» WHAT THE EXERCISE ASKS
Write the next part of the court opinion excerpt on interstate transportation for an immoral purpose, starting after its last sentence.

» TEXT SECTION
------------------------------------------------
The transportation is complete the moment the woman has been transported across the state line with the immoral purpose or intent in the mind of the person responsible for her transportation, and the immoral conduct and relations of the parties are, in no sense, elements of the offense, Neff v. United States, C.C.A., 8 Cir., 1939, 105 F.2d 688; Reamer v. United States, 8 Cir., 1963, 318 F.2d 43, cert. denied 375 U.S. 869, 84 S. Ct. 129, 11 L. Ed. 2d 95 (1963); Wiley v. United States, 8 Cir., 1958, 257 F.2d 900; Lindsey v. United States, 5 Cir., 1955, 227 F.2d 113, cert. denied 350 U.S. 1008, 76 S. Ct. 653, 100 L. Ed. 869 (1956). See, also, United States v. Sorrentino, D.C., Pa., 1948, 78 F. Supp. 425, affirmed 175 F.2d 721, 3 Cir., 1949, cert. denied 338 U.S. 868, 70 S. Ct. 143, 94 L. Ed. 532, rehearing denied 338 U.S. 896, 70 S. Ct. 238, 94 L. Ed. 551 (1949).

15

Although Dothan was only a few miles from the border, if the prohibited purpose existed before the participants crossed the state line, which the proof showed to have been the case, whether or not Mrs. Weems engaged in prostitution after she reached the state is immaterial, Cholakos v. United States, 6 Cir., 1924, 2 F.2d 447, cert. denied 267 U.S. 604, 45 S. Ct. 464, 69 L. Ed. 809; Rizzo v. United States, 3 Cir., 1921, 275 F. 51.

16

The real object of the trip is the controlling consideration, United States v. Jamerson, D.C., 8 Cir., 1944, 60 F. Supp. 281. See, also, Long v. United States, 10 Cir., 1947, 160 F.2d 706; Ellis v. United States, supra.

17

Of course, an immoral purpose first conceived at the end of an interstate journey is not sufficient, Shama v. United States, 8 Cir., 1938, 94 F.2d 1, cert. denied 304 U.S. 568, 58 S. Ct. 1037, 82 L. Ed. 1533, but the purpose may be inferred from the conduct of the parties within a reasonable time before and after transportation, United States v. Reginelli, 3 Cir., 1943, 133 F.2d 595, cert. denied 318 U.S. 783, 63 S. Ct. 856, 87 L. Ed. 1150 (1943).

18

There is a troublesome aspect of the purpose requirement in this case. It is undisputed from any source in this record that when Dimsdale and Mrs. Weems left Dothan for Jacksonville in her automobile they both knew that there was to be no prostitution at the close of that particular journey. Mrs. Weems was immediately to commence another interstate journey of her own, independently planned and financed by her. Thus it can be argued that the prohibited purpose could not have been involved because it was known at the outset that no prostitution was intended at the close of the trip charged in the indictment. Dimsdale took no part whatever in the transportation from Jacksonville to New Orleans to Dothan to Jacksonville. This Mrs. Weems did by her own arrangement, of her own accord, although at his solicitation, and by the use of public facilities which she paid for.
------------------------------------------------
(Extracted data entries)
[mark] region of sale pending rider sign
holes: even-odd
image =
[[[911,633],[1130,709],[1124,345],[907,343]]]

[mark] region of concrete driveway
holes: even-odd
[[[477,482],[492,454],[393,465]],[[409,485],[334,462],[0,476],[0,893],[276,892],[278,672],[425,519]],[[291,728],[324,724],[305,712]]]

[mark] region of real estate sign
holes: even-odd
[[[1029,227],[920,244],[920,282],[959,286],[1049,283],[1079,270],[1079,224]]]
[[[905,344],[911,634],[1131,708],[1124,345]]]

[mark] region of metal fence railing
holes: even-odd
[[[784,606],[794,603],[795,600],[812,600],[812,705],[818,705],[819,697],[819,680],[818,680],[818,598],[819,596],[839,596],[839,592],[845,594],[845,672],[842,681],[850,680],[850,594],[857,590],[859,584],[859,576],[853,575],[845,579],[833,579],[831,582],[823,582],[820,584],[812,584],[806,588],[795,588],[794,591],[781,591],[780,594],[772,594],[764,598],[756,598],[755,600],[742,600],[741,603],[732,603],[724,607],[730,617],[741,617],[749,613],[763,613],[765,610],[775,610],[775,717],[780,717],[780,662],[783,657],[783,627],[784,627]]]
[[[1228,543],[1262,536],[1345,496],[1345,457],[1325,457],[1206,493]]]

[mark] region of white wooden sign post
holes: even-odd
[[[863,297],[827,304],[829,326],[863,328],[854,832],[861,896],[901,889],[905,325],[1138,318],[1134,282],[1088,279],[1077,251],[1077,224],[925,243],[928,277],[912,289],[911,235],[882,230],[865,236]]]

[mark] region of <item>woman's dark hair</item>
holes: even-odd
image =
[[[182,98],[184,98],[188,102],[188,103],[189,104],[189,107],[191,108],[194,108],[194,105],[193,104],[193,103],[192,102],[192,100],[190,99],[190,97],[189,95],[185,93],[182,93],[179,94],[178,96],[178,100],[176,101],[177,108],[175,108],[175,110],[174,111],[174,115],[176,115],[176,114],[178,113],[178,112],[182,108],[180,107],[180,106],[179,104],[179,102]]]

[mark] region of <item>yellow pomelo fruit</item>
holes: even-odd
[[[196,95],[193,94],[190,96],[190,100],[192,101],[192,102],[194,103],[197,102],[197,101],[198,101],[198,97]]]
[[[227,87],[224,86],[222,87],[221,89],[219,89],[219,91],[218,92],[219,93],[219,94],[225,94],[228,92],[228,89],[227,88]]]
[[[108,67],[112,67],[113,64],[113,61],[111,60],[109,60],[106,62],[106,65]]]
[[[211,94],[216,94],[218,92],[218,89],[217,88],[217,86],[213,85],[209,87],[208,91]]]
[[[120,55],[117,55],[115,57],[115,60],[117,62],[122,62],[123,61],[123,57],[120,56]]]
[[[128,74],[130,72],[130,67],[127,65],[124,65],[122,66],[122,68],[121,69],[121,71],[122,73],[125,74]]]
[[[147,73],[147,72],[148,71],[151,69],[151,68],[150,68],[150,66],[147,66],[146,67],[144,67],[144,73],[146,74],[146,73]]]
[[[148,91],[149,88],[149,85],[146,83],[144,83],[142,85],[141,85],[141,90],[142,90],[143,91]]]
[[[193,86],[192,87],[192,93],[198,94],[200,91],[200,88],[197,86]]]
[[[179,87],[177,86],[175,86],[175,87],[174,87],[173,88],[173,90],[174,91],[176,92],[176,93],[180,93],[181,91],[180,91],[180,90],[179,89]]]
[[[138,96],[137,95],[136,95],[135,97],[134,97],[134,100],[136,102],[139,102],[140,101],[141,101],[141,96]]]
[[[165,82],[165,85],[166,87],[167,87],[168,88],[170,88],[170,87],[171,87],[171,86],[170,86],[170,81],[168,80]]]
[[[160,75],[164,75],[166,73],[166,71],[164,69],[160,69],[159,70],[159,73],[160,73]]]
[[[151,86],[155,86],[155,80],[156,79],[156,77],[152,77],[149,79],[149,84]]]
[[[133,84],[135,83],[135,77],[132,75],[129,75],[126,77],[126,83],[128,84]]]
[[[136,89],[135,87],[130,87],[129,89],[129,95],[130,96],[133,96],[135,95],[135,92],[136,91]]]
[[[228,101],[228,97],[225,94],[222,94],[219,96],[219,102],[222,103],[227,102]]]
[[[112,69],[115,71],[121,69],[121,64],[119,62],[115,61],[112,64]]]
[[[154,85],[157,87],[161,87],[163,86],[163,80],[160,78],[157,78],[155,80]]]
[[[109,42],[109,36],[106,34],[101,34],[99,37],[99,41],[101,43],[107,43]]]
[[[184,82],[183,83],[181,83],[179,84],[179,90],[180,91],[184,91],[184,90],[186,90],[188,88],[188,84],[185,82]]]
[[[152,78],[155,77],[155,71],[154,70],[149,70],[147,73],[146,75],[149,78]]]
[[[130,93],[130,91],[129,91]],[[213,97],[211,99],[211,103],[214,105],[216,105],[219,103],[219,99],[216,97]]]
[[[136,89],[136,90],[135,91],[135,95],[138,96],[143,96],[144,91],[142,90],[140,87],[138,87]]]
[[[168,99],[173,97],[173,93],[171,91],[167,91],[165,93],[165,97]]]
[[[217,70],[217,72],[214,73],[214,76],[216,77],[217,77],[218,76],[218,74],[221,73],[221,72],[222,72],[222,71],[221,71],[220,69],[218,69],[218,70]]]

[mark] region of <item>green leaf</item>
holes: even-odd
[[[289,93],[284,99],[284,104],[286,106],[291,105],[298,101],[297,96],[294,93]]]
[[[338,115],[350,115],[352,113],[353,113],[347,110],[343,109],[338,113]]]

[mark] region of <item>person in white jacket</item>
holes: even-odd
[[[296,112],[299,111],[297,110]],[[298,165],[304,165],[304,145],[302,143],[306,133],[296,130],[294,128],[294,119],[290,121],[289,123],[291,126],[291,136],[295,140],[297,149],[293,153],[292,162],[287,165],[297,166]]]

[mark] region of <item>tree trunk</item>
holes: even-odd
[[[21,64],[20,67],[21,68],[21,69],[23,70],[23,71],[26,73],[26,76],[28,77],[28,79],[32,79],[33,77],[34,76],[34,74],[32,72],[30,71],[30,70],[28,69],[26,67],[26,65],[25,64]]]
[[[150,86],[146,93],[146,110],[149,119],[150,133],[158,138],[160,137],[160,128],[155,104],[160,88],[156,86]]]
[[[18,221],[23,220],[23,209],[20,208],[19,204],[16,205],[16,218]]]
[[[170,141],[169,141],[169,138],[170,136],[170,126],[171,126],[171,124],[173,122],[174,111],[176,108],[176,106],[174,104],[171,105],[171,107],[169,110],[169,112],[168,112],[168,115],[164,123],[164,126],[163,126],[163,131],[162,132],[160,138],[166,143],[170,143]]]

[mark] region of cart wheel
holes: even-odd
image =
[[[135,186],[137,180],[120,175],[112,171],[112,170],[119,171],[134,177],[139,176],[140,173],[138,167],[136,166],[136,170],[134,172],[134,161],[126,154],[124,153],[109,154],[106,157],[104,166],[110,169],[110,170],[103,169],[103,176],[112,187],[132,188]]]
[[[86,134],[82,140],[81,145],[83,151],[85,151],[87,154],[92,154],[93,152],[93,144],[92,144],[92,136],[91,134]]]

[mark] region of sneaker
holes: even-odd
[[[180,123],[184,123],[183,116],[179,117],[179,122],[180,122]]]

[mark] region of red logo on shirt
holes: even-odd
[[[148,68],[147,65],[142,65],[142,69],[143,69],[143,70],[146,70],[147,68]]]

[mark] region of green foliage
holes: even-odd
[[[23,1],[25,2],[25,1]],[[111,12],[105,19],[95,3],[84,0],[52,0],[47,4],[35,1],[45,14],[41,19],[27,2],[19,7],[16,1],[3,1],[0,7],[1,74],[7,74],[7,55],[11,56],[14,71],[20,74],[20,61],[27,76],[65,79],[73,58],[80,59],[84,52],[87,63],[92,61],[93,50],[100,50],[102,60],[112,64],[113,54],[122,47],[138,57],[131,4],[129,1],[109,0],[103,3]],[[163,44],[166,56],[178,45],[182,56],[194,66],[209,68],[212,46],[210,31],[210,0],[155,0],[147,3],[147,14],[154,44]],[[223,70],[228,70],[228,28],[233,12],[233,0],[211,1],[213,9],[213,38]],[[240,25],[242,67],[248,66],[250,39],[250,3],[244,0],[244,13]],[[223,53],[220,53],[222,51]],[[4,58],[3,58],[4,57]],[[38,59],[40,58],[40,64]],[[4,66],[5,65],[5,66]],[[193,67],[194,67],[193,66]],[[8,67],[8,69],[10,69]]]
------------------------------------------------
» EXPECTED ANSWER
19

Under ordinary circumstances this argument might very well be sustained. We are quite certain that if there was no prohibited purpose in one completed interstate journey then such could not later be supplied by a subsequent one in which a defendant did not participate.

20

Actually, however, that is not really the situation in this case. The distinguishing factor is that Mrs. Weems had to leave her car in Jacksonville and it was agreed that she would return there as soon as she could conclude the business in New Orleans. She did return, as originally planned, although not by the route originally agreed upon. The presence of her car in Jacksonville was a pretty good guarantee that she would return. It was not likely that a person of her means would abandon it or would be financially able to send for it. We, therefore, regard the trip around the circuit as one journey, especially since the participants clearly regarded it as such and had so planned it before leaving Dothan. It is true that the indictment charged only the trip from Dothan to Jacksonville on September 29 but we see nothing fatally defective about that because this was the only leg of the journey in which Dimsdale took part. Moreover, since the jury found as it did, there is no doubt that the trip to Jacksonville accomplished its unlawful purpose in a direct chain of sequential, planned events.

21

We, therefore, hold that the evidence was sufficient to support the conviction.

II. The Challenged Instruction

22

Along with the other instructions, the District Judge charged the jury as follows:

23

"[A] mere incidental intention on the part of the transporter to engage in immoral practices during or at the conclusion of the journey is insufficient to support a verdict of guilty, and does not constitute a violation of the statute under which the Defendant has been charged. If the reason or reasons motivating the transportation are unrelated to the prostitution or debauchery, you are to find the Defendant not guilty.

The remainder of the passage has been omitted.